* _TASK DIRECTIONS_
Begin at the line containing "the pink geranium" in the entries below and end at the line containing "of the flowering"; transcribe that range exactly and nothing outside it.

* _DATA FOR PROCESSING_
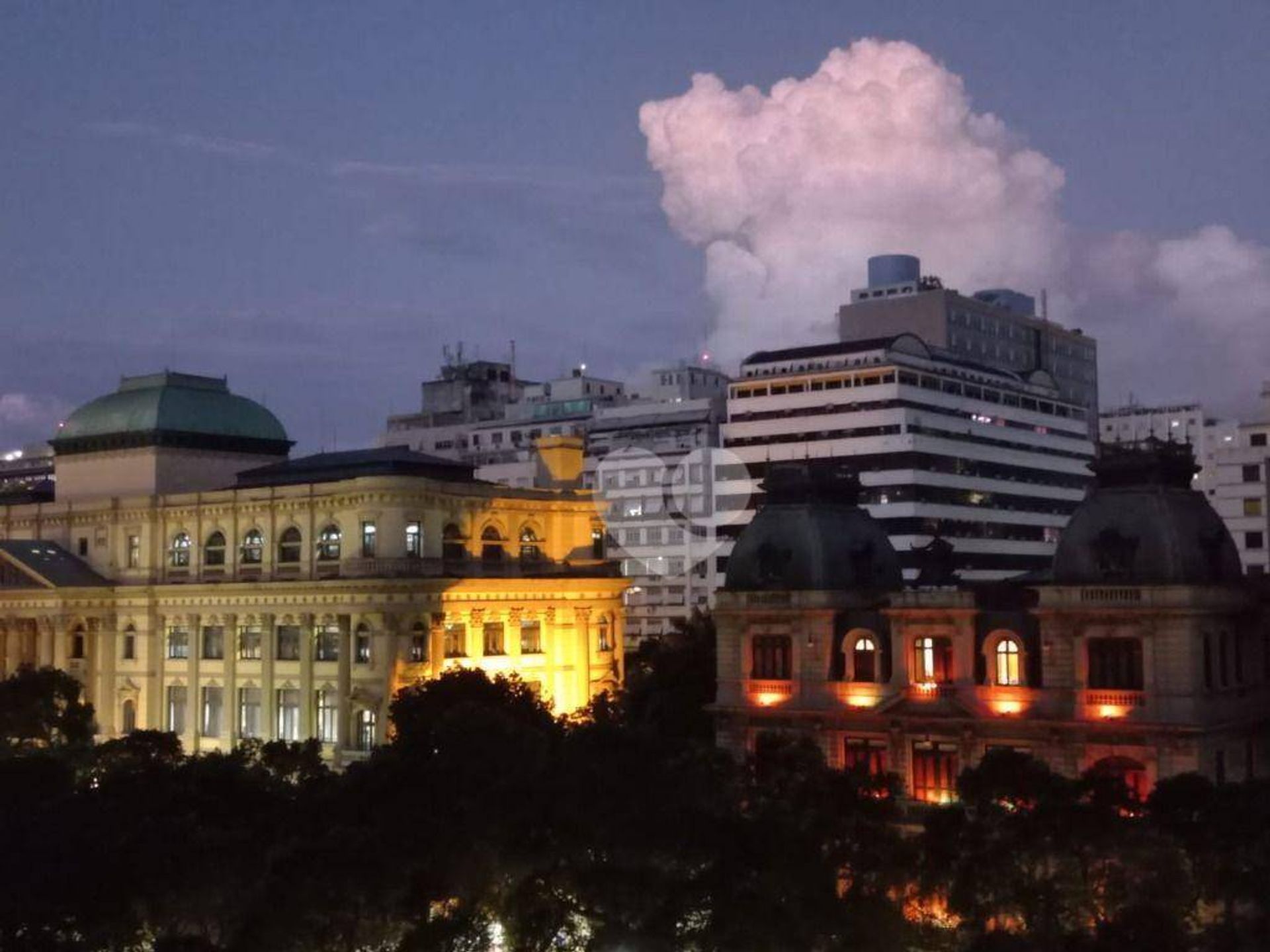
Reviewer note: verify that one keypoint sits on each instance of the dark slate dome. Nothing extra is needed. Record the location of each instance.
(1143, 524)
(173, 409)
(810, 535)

==

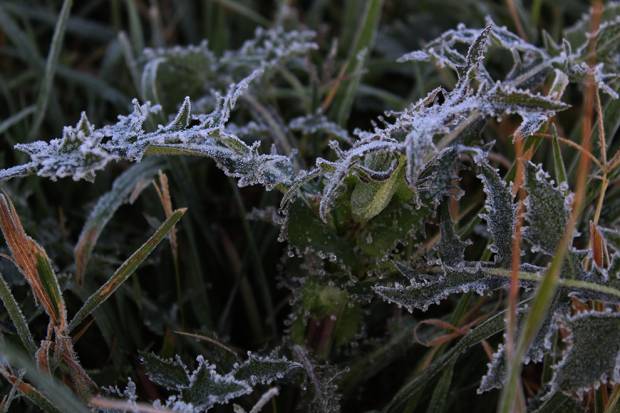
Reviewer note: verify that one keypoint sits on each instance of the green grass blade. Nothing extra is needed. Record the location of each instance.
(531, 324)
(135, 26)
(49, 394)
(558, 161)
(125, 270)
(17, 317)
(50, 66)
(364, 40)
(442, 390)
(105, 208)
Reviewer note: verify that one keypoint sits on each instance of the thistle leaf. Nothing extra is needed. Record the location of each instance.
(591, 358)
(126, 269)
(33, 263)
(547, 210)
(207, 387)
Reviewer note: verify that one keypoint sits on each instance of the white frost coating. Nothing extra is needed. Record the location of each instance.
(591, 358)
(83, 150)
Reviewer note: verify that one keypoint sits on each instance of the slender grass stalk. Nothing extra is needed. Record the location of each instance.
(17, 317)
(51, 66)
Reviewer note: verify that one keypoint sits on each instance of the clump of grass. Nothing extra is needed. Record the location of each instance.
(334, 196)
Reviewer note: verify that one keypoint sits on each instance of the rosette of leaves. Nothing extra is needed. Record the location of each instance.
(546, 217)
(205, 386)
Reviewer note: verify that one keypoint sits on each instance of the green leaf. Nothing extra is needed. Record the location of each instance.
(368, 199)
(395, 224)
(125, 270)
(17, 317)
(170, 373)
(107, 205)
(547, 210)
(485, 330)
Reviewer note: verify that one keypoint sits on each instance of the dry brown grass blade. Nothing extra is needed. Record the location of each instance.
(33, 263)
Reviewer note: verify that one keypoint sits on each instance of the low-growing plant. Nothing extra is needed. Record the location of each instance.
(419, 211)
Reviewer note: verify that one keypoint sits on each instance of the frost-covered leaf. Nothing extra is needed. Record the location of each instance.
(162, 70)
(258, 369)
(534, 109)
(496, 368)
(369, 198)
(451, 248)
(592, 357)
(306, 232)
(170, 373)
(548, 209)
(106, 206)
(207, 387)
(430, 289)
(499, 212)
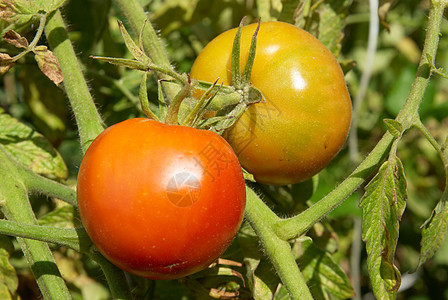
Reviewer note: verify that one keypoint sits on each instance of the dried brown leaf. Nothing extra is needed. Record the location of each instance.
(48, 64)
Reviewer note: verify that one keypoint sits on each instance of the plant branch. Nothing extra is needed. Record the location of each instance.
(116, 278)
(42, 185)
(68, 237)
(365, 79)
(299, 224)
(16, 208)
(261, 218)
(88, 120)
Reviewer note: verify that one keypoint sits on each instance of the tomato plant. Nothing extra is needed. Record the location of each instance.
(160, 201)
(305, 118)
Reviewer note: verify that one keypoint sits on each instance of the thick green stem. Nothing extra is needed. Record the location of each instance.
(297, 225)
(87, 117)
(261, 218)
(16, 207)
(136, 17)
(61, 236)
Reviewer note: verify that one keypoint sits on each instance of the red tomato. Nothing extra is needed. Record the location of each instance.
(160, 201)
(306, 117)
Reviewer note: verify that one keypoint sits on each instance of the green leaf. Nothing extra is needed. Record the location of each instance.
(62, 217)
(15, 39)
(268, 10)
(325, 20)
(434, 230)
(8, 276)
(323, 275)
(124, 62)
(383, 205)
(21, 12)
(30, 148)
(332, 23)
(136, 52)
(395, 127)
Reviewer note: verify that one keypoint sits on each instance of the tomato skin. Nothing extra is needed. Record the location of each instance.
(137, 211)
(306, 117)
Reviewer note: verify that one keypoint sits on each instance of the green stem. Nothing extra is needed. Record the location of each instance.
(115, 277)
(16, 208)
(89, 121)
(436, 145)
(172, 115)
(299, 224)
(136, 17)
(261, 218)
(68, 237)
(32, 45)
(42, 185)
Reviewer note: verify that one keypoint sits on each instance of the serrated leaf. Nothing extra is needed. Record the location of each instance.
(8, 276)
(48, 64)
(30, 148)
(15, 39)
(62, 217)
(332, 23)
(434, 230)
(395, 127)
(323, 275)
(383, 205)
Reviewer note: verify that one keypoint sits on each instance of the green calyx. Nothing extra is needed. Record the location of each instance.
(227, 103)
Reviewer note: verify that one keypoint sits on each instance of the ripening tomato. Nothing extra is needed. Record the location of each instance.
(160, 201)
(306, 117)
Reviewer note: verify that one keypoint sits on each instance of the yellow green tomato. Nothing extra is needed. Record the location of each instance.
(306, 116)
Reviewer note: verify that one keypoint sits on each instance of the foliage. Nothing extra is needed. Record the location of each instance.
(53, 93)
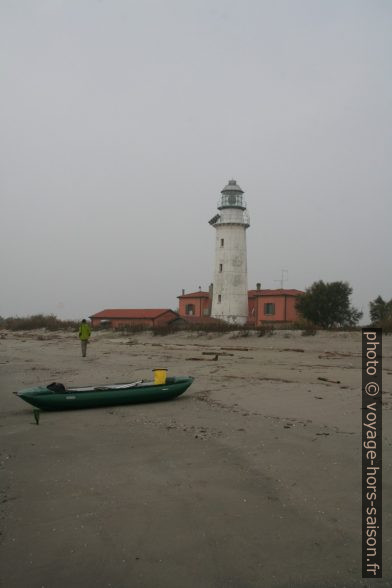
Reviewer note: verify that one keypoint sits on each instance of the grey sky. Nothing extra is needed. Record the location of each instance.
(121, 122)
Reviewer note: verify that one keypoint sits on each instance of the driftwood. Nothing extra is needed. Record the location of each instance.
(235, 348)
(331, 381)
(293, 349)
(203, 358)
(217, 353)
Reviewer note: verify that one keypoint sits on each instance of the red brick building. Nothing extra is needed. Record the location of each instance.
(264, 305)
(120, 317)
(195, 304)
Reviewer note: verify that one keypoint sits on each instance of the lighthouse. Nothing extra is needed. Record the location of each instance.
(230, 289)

---

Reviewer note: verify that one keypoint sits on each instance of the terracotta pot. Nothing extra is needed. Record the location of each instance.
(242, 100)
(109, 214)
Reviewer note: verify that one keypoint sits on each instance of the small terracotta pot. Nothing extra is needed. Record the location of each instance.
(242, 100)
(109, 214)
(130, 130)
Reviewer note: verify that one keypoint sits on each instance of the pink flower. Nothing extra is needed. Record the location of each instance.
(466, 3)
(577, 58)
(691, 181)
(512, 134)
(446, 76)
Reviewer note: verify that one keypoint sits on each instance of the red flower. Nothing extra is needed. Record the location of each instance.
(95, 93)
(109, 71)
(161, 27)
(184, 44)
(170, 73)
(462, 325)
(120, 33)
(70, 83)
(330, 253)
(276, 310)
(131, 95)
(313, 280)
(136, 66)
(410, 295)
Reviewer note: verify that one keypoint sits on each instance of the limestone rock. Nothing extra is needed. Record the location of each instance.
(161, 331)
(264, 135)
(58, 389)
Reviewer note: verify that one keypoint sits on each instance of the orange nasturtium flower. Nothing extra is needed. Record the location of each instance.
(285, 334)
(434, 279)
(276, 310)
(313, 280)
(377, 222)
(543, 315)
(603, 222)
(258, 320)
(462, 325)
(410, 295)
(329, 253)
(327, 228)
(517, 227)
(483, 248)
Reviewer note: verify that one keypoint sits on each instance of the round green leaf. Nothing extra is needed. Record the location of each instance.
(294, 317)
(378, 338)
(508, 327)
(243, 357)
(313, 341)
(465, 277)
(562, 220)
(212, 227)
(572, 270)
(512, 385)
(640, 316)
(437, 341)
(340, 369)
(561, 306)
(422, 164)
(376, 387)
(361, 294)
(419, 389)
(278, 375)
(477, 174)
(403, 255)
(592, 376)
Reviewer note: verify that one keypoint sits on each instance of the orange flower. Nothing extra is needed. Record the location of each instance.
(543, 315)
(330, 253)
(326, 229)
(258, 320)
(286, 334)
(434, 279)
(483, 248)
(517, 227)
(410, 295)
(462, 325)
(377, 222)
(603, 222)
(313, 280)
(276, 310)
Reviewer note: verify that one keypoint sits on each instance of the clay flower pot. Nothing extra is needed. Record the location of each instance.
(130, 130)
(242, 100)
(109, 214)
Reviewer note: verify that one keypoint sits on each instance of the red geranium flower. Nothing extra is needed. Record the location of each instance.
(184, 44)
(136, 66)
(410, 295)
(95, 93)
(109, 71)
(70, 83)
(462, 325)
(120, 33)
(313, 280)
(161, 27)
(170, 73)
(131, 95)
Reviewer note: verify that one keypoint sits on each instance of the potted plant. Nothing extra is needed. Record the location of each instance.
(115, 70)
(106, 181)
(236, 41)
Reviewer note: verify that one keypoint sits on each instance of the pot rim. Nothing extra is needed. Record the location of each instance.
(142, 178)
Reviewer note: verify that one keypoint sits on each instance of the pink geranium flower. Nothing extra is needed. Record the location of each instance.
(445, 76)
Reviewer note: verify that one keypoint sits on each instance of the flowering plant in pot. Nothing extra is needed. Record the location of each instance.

* _SOLUTION TO THE EXERCISE_
Reviewer note: verify that one keypoint sits on each instance of the pink geranium flower. Nothing extra is needed. Record the location of each instance.
(445, 76)
Reviewer note: verify that one keypoint sits on each instance of the flowering plant in pot. Nothing extra is needed. Record the location of each instance.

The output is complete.